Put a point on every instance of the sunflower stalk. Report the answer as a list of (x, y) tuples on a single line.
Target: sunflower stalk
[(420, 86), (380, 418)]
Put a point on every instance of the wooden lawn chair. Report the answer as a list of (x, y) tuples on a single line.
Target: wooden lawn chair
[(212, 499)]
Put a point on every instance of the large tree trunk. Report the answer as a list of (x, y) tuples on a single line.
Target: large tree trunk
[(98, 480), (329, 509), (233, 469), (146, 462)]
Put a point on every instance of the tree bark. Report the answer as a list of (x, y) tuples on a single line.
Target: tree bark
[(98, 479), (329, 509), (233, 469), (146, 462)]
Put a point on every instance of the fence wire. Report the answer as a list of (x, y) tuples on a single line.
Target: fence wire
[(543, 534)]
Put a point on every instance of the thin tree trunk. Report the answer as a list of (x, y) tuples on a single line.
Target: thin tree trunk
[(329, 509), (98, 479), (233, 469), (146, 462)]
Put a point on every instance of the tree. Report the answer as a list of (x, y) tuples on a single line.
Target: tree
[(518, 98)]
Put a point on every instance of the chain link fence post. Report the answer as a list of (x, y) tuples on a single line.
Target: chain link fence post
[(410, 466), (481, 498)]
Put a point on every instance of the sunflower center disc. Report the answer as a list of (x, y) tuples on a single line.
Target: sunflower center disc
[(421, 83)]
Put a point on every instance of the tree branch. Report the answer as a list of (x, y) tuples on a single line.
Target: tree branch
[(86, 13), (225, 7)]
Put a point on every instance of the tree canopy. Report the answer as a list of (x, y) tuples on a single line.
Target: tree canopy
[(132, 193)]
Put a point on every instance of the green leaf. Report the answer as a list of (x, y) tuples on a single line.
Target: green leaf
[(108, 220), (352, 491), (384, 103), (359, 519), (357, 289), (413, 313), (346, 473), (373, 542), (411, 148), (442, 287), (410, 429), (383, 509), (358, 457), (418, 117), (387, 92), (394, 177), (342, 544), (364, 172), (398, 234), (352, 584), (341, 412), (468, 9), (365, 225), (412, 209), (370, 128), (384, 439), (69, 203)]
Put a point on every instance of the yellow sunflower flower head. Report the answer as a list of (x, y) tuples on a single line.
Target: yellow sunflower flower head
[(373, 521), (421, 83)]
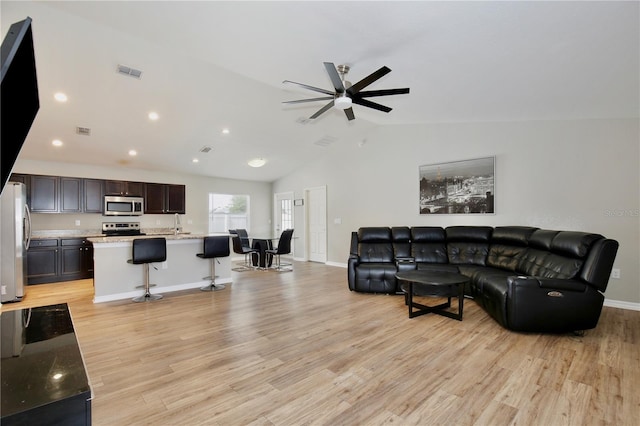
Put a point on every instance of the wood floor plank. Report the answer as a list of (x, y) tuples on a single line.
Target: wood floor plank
[(300, 348)]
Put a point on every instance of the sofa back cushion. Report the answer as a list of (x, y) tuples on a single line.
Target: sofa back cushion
[(428, 244), (508, 243), (401, 237), (468, 245), (574, 244), (539, 263), (375, 245)]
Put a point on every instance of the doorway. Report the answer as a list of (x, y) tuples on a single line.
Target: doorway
[(283, 212), (316, 229)]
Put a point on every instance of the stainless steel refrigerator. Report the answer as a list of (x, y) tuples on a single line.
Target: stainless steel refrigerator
[(16, 235)]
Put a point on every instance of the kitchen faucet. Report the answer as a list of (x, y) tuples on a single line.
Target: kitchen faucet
[(177, 226)]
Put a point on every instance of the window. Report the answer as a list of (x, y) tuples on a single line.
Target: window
[(228, 211), (286, 213)]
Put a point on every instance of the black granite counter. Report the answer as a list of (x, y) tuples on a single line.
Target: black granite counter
[(44, 380)]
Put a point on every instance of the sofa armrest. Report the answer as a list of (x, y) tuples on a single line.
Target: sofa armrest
[(551, 305), (352, 262), (546, 283), (405, 263)]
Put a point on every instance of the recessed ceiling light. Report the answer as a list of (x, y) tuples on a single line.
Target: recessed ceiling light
[(60, 97), (257, 162)]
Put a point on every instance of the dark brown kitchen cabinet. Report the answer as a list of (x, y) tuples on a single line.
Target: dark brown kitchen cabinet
[(76, 259), (43, 261), (52, 260), (124, 188), (163, 198), (93, 195), (71, 193), (16, 177), (43, 194), (154, 198), (176, 199)]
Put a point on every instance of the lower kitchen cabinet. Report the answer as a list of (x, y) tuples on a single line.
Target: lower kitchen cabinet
[(59, 259), (43, 261)]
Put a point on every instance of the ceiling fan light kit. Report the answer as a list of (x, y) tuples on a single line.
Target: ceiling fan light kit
[(346, 94), (342, 102)]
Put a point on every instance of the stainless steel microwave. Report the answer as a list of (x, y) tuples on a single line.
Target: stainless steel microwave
[(123, 206)]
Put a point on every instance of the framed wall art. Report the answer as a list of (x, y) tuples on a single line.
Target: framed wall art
[(458, 187)]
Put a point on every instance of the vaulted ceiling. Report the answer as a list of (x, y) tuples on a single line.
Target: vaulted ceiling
[(209, 66)]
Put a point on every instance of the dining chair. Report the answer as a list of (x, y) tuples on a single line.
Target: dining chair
[(239, 248), (284, 247)]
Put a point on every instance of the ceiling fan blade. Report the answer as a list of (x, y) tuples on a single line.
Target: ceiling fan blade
[(335, 77), (306, 86), (322, 110), (349, 113), (368, 80), (384, 92), (324, 98), (370, 104)]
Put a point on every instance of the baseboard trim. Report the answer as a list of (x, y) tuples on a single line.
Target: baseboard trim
[(622, 304), (159, 290)]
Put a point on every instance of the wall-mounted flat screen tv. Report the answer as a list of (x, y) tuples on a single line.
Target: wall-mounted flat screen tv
[(18, 92)]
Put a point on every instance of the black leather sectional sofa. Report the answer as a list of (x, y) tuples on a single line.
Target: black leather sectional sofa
[(527, 279)]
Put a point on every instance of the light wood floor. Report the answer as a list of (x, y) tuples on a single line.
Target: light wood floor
[(300, 348)]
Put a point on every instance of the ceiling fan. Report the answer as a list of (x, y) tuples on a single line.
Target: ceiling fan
[(346, 94)]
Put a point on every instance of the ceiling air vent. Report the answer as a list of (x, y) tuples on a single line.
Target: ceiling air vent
[(84, 131), (131, 72), (325, 141)]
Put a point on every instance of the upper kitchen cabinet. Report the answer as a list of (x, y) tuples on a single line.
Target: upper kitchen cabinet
[(176, 202), (93, 195), (43, 191), (70, 195), (124, 188), (160, 198), (79, 195)]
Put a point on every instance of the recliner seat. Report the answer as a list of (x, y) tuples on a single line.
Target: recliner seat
[(527, 279)]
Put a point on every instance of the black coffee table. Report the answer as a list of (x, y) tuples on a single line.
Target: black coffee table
[(432, 283)]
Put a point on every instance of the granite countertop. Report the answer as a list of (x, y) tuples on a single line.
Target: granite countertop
[(169, 237), (41, 361)]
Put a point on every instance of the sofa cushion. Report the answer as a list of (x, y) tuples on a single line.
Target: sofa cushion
[(376, 278), (542, 238), (374, 245), (401, 237), (573, 244), (538, 263), (460, 253), (428, 244), (469, 233), (512, 235), (504, 257)]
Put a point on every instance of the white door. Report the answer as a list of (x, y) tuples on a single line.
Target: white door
[(283, 212), (317, 224)]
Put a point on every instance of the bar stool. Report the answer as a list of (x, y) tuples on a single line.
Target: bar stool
[(146, 251), (214, 247)]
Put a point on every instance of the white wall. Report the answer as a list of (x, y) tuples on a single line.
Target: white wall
[(567, 175), (197, 197)]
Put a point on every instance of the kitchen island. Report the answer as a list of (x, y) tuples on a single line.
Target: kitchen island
[(115, 279)]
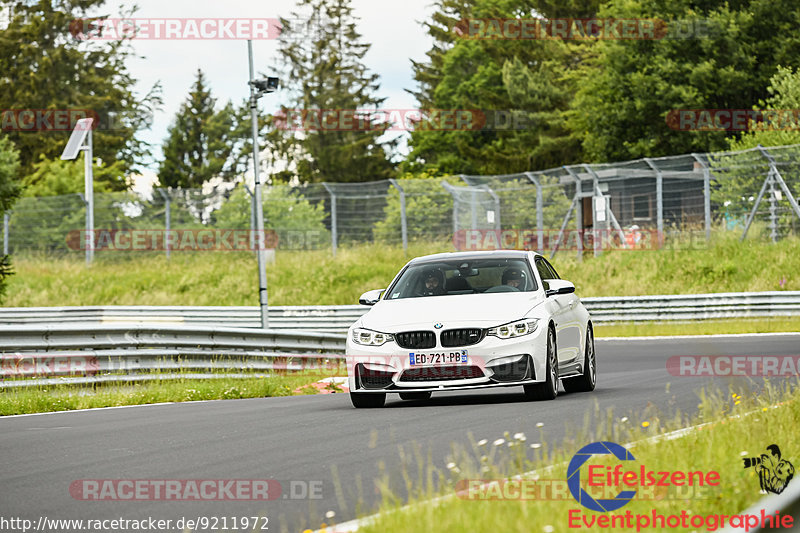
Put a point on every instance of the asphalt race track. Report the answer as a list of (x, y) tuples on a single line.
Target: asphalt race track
[(319, 441)]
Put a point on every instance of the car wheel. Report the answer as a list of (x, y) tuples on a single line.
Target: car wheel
[(415, 395), (549, 389), (586, 381), (367, 401)]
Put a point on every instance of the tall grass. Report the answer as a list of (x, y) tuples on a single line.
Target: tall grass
[(737, 425)]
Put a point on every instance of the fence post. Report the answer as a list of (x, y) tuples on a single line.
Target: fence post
[(539, 214), (578, 210), (659, 199), (776, 177), (706, 195), (496, 207), (403, 221), (167, 219), (5, 233), (334, 233)]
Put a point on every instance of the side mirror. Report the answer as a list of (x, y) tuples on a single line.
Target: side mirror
[(558, 286), (371, 297)]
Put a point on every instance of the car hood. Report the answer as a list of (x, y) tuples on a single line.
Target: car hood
[(481, 310)]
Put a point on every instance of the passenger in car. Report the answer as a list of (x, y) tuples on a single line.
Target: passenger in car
[(513, 277)]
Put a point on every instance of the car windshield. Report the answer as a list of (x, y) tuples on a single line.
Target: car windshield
[(463, 276)]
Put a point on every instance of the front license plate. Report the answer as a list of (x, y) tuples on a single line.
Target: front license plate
[(438, 358)]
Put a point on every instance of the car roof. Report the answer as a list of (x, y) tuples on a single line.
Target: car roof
[(490, 254)]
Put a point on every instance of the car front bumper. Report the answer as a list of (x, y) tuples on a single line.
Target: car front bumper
[(492, 362)]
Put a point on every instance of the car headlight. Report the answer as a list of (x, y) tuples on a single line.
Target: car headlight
[(514, 329), (367, 337)]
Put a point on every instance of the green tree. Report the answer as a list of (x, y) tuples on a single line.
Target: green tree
[(327, 72), (298, 222), (9, 191), (49, 64), (740, 175), (630, 86), (523, 87), (199, 145)]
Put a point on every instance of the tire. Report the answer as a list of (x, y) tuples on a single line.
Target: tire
[(586, 381), (367, 401), (549, 389), (415, 396)]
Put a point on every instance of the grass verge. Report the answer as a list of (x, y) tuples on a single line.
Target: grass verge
[(318, 278), (737, 426), (66, 397)]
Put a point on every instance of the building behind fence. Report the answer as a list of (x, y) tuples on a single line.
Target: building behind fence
[(544, 210)]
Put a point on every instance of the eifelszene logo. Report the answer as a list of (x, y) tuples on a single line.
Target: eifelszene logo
[(774, 472)]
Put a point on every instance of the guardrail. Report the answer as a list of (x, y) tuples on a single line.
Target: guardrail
[(337, 318), (110, 352), (106, 341)]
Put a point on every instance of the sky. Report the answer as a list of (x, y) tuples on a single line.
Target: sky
[(391, 27)]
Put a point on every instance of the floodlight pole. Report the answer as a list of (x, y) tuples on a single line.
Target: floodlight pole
[(259, 207), (88, 180)]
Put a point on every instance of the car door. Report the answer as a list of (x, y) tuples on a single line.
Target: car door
[(568, 329)]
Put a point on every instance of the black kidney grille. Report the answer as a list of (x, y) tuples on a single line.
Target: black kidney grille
[(462, 337), (416, 339)]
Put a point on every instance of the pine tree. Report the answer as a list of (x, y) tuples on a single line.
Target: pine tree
[(325, 71), (199, 145), (47, 64)]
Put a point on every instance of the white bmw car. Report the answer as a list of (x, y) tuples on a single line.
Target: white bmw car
[(471, 320)]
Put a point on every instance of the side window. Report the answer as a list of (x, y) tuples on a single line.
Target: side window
[(542, 269), (554, 274)]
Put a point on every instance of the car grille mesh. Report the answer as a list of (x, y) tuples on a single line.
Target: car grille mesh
[(516, 371), (374, 379), (416, 339), (452, 338), (441, 373)]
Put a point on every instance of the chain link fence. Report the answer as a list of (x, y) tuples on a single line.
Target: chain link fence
[(578, 207)]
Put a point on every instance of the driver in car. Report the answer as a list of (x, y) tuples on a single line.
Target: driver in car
[(434, 283), (513, 277)]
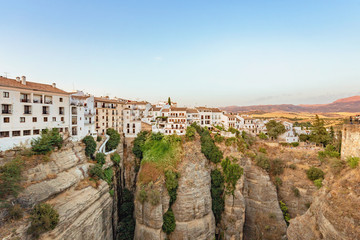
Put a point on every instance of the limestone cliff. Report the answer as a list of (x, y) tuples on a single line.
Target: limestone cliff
[(192, 209), (334, 214)]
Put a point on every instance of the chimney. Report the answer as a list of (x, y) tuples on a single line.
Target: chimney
[(23, 80)]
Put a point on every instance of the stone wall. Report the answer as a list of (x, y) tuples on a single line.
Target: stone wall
[(350, 141)]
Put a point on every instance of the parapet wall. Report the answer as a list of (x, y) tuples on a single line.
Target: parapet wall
[(350, 141)]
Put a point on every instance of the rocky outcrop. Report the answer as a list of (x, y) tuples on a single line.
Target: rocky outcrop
[(192, 209), (263, 217), (233, 218), (334, 212)]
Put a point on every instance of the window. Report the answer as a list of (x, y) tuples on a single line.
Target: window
[(16, 133), (4, 134), (27, 132), (27, 109)]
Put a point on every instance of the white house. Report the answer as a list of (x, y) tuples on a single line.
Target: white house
[(27, 108)]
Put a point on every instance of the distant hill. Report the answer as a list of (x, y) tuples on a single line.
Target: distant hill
[(350, 104)]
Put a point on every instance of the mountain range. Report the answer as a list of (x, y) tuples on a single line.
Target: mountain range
[(350, 104)]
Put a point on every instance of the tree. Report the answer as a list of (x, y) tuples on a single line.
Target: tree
[(319, 135), (275, 128)]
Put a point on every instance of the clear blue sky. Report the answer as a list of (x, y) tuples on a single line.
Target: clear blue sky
[(213, 53)]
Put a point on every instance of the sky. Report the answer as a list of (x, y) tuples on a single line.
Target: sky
[(208, 53)]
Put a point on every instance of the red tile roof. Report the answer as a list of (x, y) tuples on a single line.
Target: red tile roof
[(12, 83)]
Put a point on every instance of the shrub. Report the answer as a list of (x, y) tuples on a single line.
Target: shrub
[(169, 223), (96, 172), (142, 196), (43, 218), (263, 136), (217, 191), (47, 141), (190, 133), (296, 191), (90, 146), (353, 161), (100, 158), (115, 157), (113, 141), (285, 211), (16, 212), (277, 166), (218, 138), (139, 142), (232, 173), (154, 197), (10, 177), (171, 182), (318, 183), (262, 150), (263, 162), (314, 173), (292, 166), (278, 182)]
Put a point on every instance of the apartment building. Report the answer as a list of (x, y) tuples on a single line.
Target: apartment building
[(82, 110), (108, 114), (27, 108)]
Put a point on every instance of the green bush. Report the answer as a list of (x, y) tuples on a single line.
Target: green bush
[(172, 183), (142, 196), (169, 223), (47, 141), (232, 173), (263, 136), (115, 157), (190, 133), (100, 158), (43, 218), (217, 192), (139, 143), (318, 183), (277, 166), (113, 141), (96, 172), (10, 177), (314, 173), (285, 211), (90, 146), (154, 197), (263, 162), (209, 149), (262, 150), (353, 161)]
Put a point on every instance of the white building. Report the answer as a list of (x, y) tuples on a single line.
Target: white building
[(82, 108), (27, 108)]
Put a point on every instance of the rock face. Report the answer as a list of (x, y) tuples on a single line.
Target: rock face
[(85, 212), (192, 209), (233, 218), (263, 217), (334, 214)]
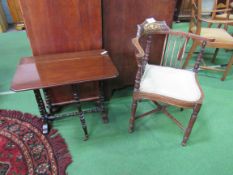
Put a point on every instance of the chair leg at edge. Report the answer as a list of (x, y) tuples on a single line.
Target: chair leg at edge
[(228, 68), (215, 55), (192, 120), (132, 119)]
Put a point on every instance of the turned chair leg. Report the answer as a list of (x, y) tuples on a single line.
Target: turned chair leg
[(189, 56), (228, 68), (132, 118), (192, 120)]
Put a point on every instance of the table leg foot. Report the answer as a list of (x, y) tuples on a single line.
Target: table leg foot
[(105, 117), (85, 138)]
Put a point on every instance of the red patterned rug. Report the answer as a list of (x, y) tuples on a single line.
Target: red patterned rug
[(25, 150)]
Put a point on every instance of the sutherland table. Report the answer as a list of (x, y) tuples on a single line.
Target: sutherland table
[(43, 72)]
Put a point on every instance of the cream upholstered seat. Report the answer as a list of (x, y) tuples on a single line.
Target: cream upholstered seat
[(170, 82), (220, 35)]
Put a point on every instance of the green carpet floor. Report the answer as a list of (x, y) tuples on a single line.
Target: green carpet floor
[(154, 148)]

*Problem*: Reproduce the listing from its first line up to and including the line with "[(421, 83)]", substituting "deck chair" for "lawn chair" and leaving everything else unchanged.

*Problem solution*:
Put a point on every instance of the sunflower stalk. Report the answer as a list of (x, y) tuples on a single line.
Target: sunflower stalk
[(420, 86), (380, 418)]
Put a point on every instance of the wooden deck chair. Report the answer as a list of (x, y) tuples on a single line.
Target: wooden deck chair
[(212, 499)]
Put a point on every instance of the large tree trunk. Report the answer as a list of (x, y) tuples on a single line.
Target: large tree trunk
[(98, 480), (329, 509), (233, 469), (146, 462)]
Put a point on every instance of the tree bark. Report the answer as a list of (x, y) tuples on a single line.
Target: tree bark
[(98, 479), (329, 509), (233, 469), (146, 462)]
Put a point on every instance of the fence wire. Report the answer as a list of (x, y) tuples on a single line.
Target: fence wire
[(543, 534)]
Put a point on every instance of the thin tree trunk. Report the answer as a list of (x, y) tuples on a single line.
Target: thin tree trunk
[(329, 509), (98, 479), (233, 469), (146, 462)]
Put a point on every instance of the tree. Report the answer as a list of (x, y) tuples on a single line.
Target: tree
[(518, 98)]
Put a point on every instance of the chain link fence post. Report the answer as a list of (x, y) tuples on a single line.
Target: chain link fence post
[(410, 466), (481, 498)]
Put a point on every instance of the sunflower center disc. Report the answer as a list of (x, y) tuples on a single line.
Target: sunflower center disc
[(421, 83)]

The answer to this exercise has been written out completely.